Exercise goal - Copy out each line of the data that contains "wing".

Task input -
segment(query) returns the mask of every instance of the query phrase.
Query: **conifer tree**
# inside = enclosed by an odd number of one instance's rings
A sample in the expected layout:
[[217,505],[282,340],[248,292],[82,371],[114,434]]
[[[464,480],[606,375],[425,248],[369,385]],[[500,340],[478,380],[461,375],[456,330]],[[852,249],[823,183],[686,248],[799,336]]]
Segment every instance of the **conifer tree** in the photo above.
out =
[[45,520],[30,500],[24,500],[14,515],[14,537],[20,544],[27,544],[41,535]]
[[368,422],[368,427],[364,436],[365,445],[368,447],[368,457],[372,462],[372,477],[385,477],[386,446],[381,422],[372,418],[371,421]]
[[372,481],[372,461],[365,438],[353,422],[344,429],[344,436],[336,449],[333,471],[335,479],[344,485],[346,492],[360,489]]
--
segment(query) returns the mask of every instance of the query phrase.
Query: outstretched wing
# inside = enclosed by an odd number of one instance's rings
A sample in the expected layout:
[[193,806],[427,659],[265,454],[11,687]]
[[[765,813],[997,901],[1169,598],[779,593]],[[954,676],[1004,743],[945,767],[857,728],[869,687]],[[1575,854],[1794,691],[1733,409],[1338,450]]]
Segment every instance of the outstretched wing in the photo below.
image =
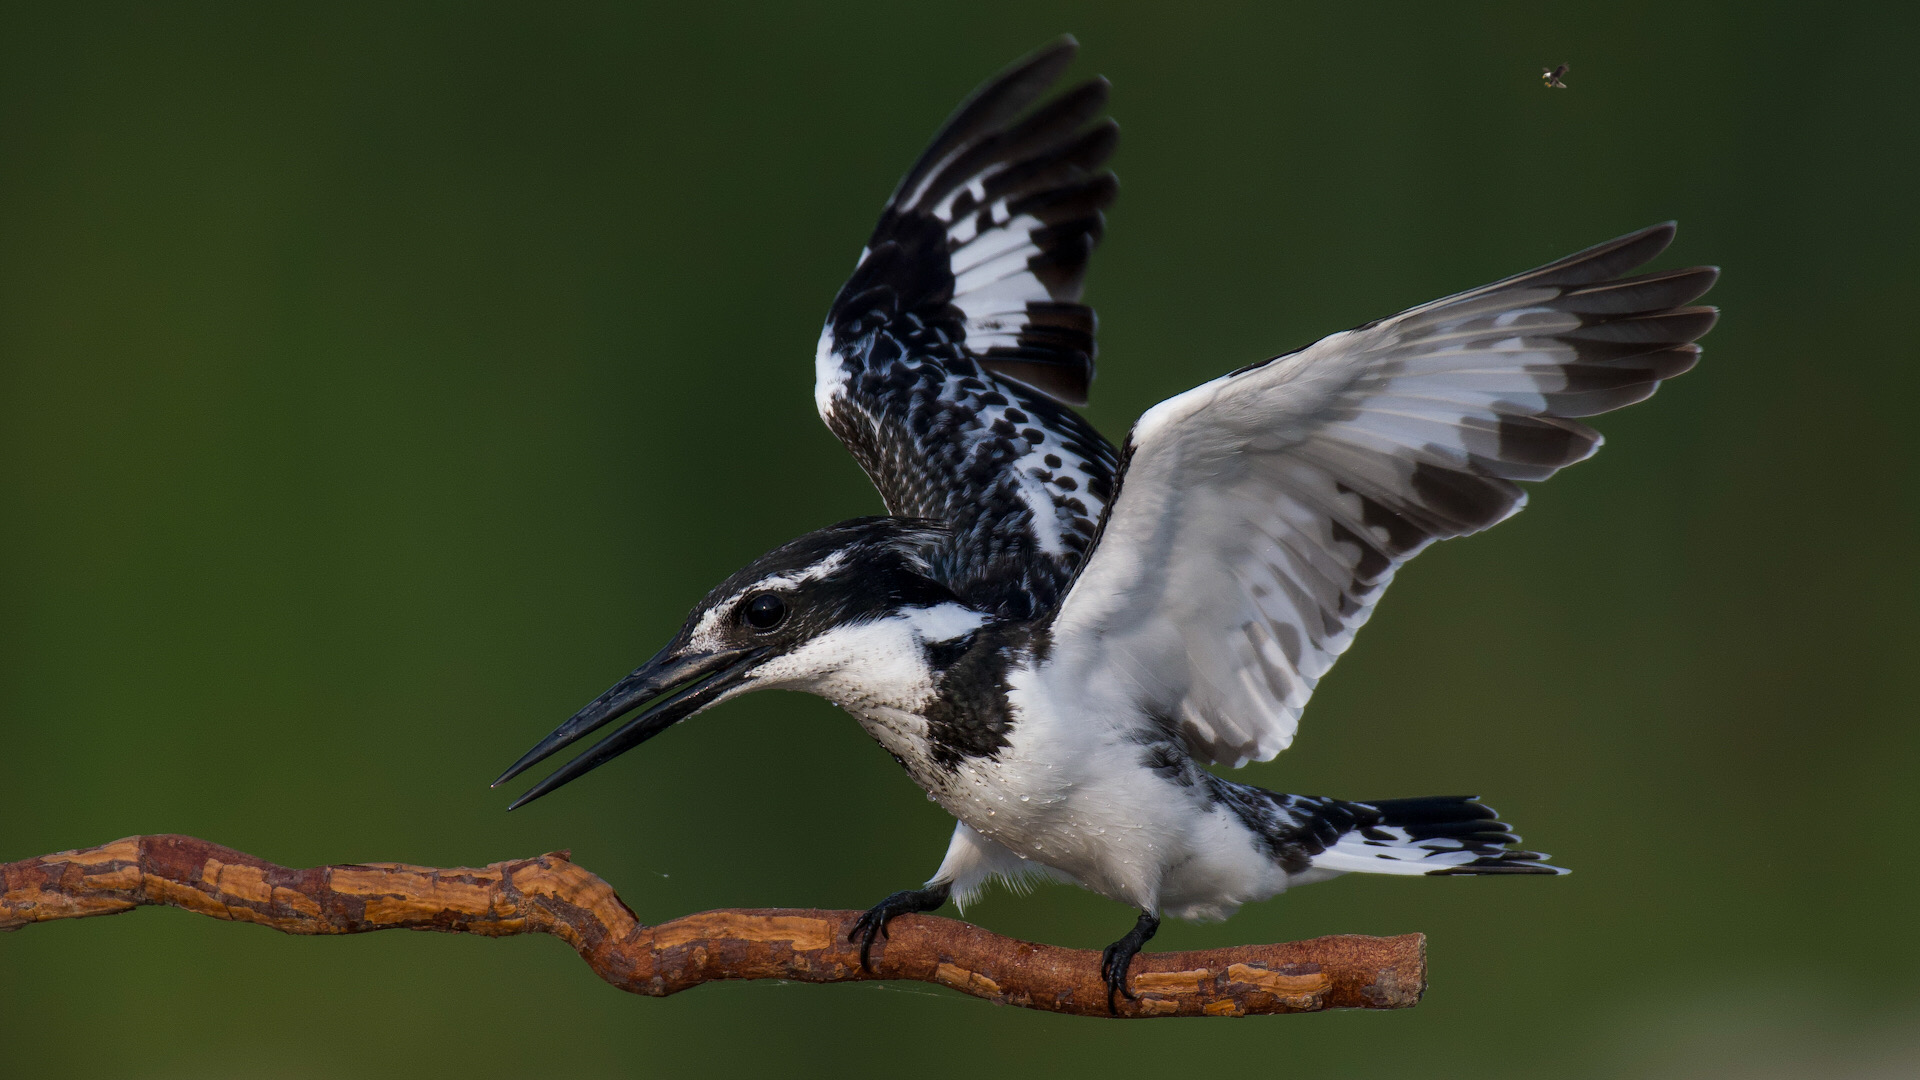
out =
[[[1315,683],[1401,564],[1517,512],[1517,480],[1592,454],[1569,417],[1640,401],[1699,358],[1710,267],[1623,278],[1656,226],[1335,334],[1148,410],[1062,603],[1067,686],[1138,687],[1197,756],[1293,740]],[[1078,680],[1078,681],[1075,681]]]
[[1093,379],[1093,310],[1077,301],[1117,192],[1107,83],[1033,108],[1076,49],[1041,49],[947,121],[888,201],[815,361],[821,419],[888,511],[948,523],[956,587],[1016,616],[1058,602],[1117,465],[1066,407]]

Reply -
Query: outstretched wing
Segment every instance of the outstretched wing in the photo below.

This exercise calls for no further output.